- [Set of tasks]
[A] Duplicate everything in the essay on mind-opening phrases from "Okay, I am sure" down to "not the outside.".
[B] Go on with the essay on mind-opening phrases after its final sentence.

Phrases and thoughts that have opened up my mind

true(Photo by Steve Slate)

Okay, I am sure you have your own list, but if mine gets you thinking about yours, that is a good thing. All that follows are illuminations, insights, existential hypotheses, moments of clarity, revelations that changed the way I looked at the world. I mean, stuff that stuck with me. Most of these are literary or musical voices, but I am certain your mind can be opened in innumerable ways.


Timshal – from East of Eden, Steinbeck’s greatest novel. I can’t remember the context, but the message I got was clear: Thou mayest. God gave me free will—He invites me to exercise it. The morality comes from the inside, not the outside.

“Wait and hope.” – from The Count of Monte Cristo, Edmund Dantes’ last words of advice to his beloved Mercedes and her husband. No matter what storms life unveils upon you, there is always a safe haven…wait and hope. I think I’ve shared that quote with hundreds of people—two word primer on how to deal with sorrow.

“You don’t know what it’s like to be a man until you stand inside his shoes.” Atticus Finch to Scout in To Kill a Mockingbird, the most compassionate novel ever written, expressed in this one sentence.

“He not busy being born is busy dying.” Bob Dylan, from “It’s alright, Ma, I’m only bleeding” on Bringing It All Back Home. You cannot stand still. If you are not moving forward, then you are floating backward. You have to choose to live. (This song may be the greatest anthem for being your own person that ever was.)

“Que sera, sera” — This is a Doris Day song and in a Hitchcock movie, but I got it from my mom. “Whatever will be, will be.” We have to try and do good, we have to try to make the world better, but we have to always remember—we are not in control.

“Gehennam deh.” — this was Tatar or Tartar or whatever my grandmother spoke. It meant “Go to hell.” She said it to me often, sardonically.

• This is a throwback to sixth or seventh grade: “Some people cower and wince and shrink, owing to fear of what people might think. There is one answer to worries like these—people can think whatever they please.” Piet Heins in Grooks II. It might have enabled me to survive my adolescence. Aw, I was probably as susceptible to peer pressure as anyone else, and there are probably a thousand incidents to illustrate it. But I knew…that who I was was not determined by what people thought of me. I used to run that little poem through my head many times when I needed it.

“It is better to ask forgiveness than permission.” Source unknown. The anthem of my teaching career, although it scares the hell out of me now. I do believe that you have to take risks.

- [Data listing]
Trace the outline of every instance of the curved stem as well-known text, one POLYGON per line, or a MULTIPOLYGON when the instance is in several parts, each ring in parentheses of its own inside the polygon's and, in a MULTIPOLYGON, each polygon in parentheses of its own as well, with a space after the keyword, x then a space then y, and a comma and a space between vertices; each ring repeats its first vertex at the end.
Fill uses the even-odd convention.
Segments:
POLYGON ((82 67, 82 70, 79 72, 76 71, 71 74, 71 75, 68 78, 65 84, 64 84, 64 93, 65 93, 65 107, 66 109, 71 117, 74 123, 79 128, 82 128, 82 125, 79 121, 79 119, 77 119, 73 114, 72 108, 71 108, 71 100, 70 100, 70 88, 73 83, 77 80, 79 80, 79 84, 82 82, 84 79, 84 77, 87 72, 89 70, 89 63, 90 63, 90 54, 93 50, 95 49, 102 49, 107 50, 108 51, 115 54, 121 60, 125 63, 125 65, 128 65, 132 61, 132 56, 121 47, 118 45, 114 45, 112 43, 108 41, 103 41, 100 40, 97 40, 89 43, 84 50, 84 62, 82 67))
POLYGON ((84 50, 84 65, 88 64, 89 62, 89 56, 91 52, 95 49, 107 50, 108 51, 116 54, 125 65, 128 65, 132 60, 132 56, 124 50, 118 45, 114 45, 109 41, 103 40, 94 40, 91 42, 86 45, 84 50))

- [Answers in order]
[A]
Okay, I am sure you have your own list, but if mine gets you thinking about yours, that is a good thing. All that follows are illuminations, insights, existential hypotheses, moments of clarity, revelations that changed the way I looked at the world. I mean, stuff that stuck with me. Most of these are literary or musical voices, but I am certain your mind can be opened in innumerable ways.


Timshal – from East of Eden, Steinbeck’s greatest novel. I can’t remember the context, but the message I got was clear: Thou mayest. God gave me free will—He invites me to exercise it. The morality comes from the inside, not the outside.

[B]
“I have measured out my life in coffee spoons.” The Love Song of J. Alfred Prufrock by T.S. Elliot. Wonderful image—what I absolutely do not want to say about my life. Was it all about the routine? Is that what kept me going? I don’t think so, and I certainly hope not.

“In vino veritas.” — (latin) good or bad, there is some truth to this.

“You are what you eat.” The Beatles in Yellow Submarine. The dawn of my dietary consciousness.

“Is it fun being you?” Okay, this is mine. I used to ask my tennis players this all the time. I feel, deep down, that it should be fun being you. I promise, most of the time, it is fun being me. If it is not fun being you, something is out of whack. Figure out what it is, and fix it.

“God isn’t that generous.” My mother, again. She would say it sometimes consolingly, when our realities didn’t live up to our hopes. She would say it sometimes cynically, when our visions soared over her experiences. She was wrong. He is.

“And in the end the love you take is equal to the love you make.” The Beatles, the end of Abbey Road. I think this song changed my life. I was in my late adolescence…I was wondering what I wanted to do with myself—career, etc. And they taught me that it wasn’t about money…it was about the impact you have on people in a positive way—which is love. And you didn’t have to worry about yourself, because it would automatically come back to you. I believed the Beatles and changed my direction, and they have never been proven wrong.


That’s it, that’s my list. (Well, I could come up with more.) This was a really fun post for me to write, because I have realized how these thoughts and phrases have influenced me throughout my life. I’ll bet you anything you have your own list. You ought to think about it.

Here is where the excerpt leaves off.